Transcribe the tail of the listing: start at the line containing "SCAN distant tree -> rect" and stop after the last line, keeping every character as is and adding nothing.

# Start of SUPPLIED MATERIAL

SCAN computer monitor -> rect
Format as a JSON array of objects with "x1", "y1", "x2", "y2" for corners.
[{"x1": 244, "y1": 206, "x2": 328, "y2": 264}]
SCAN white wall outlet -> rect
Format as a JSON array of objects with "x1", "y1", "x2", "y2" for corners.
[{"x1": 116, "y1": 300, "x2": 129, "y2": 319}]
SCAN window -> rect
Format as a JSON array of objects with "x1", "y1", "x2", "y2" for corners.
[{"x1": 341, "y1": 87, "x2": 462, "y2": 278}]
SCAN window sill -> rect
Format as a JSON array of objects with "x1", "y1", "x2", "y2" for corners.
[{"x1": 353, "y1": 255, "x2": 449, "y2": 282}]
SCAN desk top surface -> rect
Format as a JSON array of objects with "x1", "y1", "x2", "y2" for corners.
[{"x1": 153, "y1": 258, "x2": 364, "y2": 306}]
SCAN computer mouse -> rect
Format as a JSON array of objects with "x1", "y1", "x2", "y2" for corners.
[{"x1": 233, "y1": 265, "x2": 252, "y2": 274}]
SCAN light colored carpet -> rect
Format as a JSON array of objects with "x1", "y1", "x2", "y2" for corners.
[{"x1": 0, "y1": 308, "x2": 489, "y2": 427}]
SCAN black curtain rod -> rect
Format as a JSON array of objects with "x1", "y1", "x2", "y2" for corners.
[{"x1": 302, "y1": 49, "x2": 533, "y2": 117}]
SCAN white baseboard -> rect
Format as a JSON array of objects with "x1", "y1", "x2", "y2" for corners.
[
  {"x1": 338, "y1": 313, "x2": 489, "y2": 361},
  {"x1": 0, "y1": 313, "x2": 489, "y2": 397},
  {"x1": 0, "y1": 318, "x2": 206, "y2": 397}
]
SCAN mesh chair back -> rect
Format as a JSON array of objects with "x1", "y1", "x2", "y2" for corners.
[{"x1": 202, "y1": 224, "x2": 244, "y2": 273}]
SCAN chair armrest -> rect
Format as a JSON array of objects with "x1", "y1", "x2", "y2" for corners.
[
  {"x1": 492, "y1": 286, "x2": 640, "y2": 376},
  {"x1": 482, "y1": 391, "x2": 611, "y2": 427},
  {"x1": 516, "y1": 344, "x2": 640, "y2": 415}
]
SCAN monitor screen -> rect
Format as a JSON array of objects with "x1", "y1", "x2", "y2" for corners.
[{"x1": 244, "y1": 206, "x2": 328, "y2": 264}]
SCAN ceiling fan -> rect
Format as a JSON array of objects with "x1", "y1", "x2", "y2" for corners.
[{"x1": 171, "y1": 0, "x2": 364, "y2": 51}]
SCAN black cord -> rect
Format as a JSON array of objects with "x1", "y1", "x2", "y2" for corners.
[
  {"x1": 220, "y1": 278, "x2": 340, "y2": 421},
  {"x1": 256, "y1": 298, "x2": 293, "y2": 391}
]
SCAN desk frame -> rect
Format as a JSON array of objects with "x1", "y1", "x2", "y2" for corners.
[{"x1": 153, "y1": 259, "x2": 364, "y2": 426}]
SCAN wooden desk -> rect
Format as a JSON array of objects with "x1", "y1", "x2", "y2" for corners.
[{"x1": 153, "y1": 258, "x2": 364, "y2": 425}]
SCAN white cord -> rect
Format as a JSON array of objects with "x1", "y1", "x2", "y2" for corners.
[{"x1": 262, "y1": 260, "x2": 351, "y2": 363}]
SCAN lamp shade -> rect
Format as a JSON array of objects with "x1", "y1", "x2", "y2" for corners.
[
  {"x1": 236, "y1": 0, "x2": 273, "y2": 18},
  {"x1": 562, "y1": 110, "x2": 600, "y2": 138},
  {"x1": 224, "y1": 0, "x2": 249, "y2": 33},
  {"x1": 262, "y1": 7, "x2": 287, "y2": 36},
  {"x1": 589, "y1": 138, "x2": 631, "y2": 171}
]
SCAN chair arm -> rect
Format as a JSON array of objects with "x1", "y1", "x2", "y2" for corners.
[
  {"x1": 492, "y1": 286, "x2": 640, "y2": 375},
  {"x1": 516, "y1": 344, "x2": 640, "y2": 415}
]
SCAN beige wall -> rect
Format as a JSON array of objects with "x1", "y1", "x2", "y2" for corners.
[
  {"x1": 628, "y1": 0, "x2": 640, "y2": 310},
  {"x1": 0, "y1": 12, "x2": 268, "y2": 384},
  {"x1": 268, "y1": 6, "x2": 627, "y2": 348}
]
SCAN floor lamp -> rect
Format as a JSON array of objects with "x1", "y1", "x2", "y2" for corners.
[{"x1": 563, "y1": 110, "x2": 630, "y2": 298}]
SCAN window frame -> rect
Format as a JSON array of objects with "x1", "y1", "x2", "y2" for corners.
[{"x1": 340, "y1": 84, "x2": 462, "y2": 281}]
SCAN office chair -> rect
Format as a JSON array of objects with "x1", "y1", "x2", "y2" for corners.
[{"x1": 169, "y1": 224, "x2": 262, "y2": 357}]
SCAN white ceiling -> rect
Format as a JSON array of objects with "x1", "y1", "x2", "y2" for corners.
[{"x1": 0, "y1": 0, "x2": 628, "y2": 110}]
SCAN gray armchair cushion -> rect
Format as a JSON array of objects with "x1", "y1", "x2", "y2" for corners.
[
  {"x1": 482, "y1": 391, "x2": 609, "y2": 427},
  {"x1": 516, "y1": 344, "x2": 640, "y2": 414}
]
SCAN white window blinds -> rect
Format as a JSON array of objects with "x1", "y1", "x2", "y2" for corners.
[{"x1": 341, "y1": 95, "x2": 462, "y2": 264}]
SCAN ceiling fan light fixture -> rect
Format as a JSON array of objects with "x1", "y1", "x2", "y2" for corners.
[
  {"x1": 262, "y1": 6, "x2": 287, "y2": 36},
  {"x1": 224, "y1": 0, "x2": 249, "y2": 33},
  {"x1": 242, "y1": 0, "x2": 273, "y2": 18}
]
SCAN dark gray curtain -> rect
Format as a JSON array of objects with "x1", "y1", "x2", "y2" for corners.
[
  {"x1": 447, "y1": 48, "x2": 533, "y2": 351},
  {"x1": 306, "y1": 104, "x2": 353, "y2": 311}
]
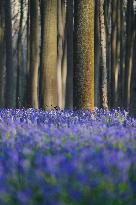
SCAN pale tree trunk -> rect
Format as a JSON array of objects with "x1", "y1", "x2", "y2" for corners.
[
  {"x1": 57, "y1": 0, "x2": 64, "y2": 108},
  {"x1": 4, "y1": 0, "x2": 16, "y2": 108},
  {"x1": 111, "y1": 0, "x2": 118, "y2": 108},
  {"x1": 30, "y1": 0, "x2": 39, "y2": 109},
  {"x1": 124, "y1": 0, "x2": 134, "y2": 110},
  {"x1": 0, "y1": 0, "x2": 5, "y2": 107},
  {"x1": 94, "y1": 0, "x2": 101, "y2": 107},
  {"x1": 99, "y1": 0, "x2": 108, "y2": 109},
  {"x1": 25, "y1": 0, "x2": 31, "y2": 107},
  {"x1": 16, "y1": 0, "x2": 24, "y2": 107},
  {"x1": 130, "y1": 12, "x2": 136, "y2": 117},
  {"x1": 119, "y1": 0, "x2": 125, "y2": 108},
  {"x1": 65, "y1": 0, "x2": 73, "y2": 109},
  {"x1": 40, "y1": 0, "x2": 58, "y2": 109},
  {"x1": 61, "y1": 0, "x2": 67, "y2": 108},
  {"x1": 104, "y1": 0, "x2": 112, "y2": 107},
  {"x1": 73, "y1": 0, "x2": 94, "y2": 110}
]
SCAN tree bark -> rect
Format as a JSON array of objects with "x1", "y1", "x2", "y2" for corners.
[
  {"x1": 40, "y1": 0, "x2": 58, "y2": 109},
  {"x1": 99, "y1": 0, "x2": 108, "y2": 109},
  {"x1": 30, "y1": 0, "x2": 39, "y2": 109},
  {"x1": 5, "y1": 0, "x2": 16, "y2": 108},
  {"x1": 74, "y1": 0, "x2": 94, "y2": 110},
  {"x1": 0, "y1": 0, "x2": 5, "y2": 107}
]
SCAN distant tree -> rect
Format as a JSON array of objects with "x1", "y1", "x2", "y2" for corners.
[
  {"x1": 40, "y1": 0, "x2": 58, "y2": 108},
  {"x1": 73, "y1": 0, "x2": 94, "y2": 109},
  {"x1": 30, "y1": 0, "x2": 39, "y2": 109}
]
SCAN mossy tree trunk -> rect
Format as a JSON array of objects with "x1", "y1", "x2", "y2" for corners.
[{"x1": 73, "y1": 0, "x2": 94, "y2": 110}]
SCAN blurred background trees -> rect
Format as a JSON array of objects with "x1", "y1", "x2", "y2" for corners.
[{"x1": 0, "y1": 0, "x2": 136, "y2": 115}]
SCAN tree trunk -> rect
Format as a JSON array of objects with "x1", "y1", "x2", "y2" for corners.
[
  {"x1": 99, "y1": 0, "x2": 108, "y2": 109},
  {"x1": 65, "y1": 0, "x2": 74, "y2": 109},
  {"x1": 5, "y1": 0, "x2": 16, "y2": 108},
  {"x1": 30, "y1": 0, "x2": 39, "y2": 109},
  {"x1": 40, "y1": 0, "x2": 58, "y2": 109},
  {"x1": 94, "y1": 0, "x2": 101, "y2": 107},
  {"x1": 0, "y1": 0, "x2": 5, "y2": 107},
  {"x1": 74, "y1": 0, "x2": 94, "y2": 110},
  {"x1": 124, "y1": 0, "x2": 134, "y2": 110},
  {"x1": 16, "y1": 0, "x2": 24, "y2": 107},
  {"x1": 111, "y1": 0, "x2": 118, "y2": 108}
]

# End of SUPPLIED MATERIAL

#### TASK RESULT:
SCAN distant tree -> rect
Format as a JSON array of objects with "x1", "y1", "x2", "y2" for corners.
[
  {"x1": 40, "y1": 0, "x2": 58, "y2": 108},
  {"x1": 73, "y1": 0, "x2": 94, "y2": 109},
  {"x1": 30, "y1": 0, "x2": 39, "y2": 109}
]
SCAN mossy tree trunk -> rect
Format as a JSON array of objects with "x1", "y1", "x2", "y2" for corners.
[{"x1": 73, "y1": 0, "x2": 94, "y2": 110}]
SCAN blurred background trees -> rect
Format as a JSON array of objects with "x1", "y1", "x2", "y2" for corners.
[{"x1": 0, "y1": 0, "x2": 136, "y2": 115}]
SCAN tree trunk -> rect
Format as a JSON array of objects with "x1", "y1", "x2", "y2" for corners.
[
  {"x1": 99, "y1": 0, "x2": 108, "y2": 109},
  {"x1": 65, "y1": 0, "x2": 74, "y2": 109},
  {"x1": 5, "y1": 0, "x2": 16, "y2": 108},
  {"x1": 30, "y1": 0, "x2": 39, "y2": 109},
  {"x1": 40, "y1": 0, "x2": 58, "y2": 109},
  {"x1": 94, "y1": 0, "x2": 101, "y2": 107},
  {"x1": 0, "y1": 0, "x2": 5, "y2": 107},
  {"x1": 74, "y1": 0, "x2": 94, "y2": 110},
  {"x1": 124, "y1": 0, "x2": 134, "y2": 110},
  {"x1": 16, "y1": 0, "x2": 24, "y2": 107},
  {"x1": 111, "y1": 0, "x2": 118, "y2": 108}
]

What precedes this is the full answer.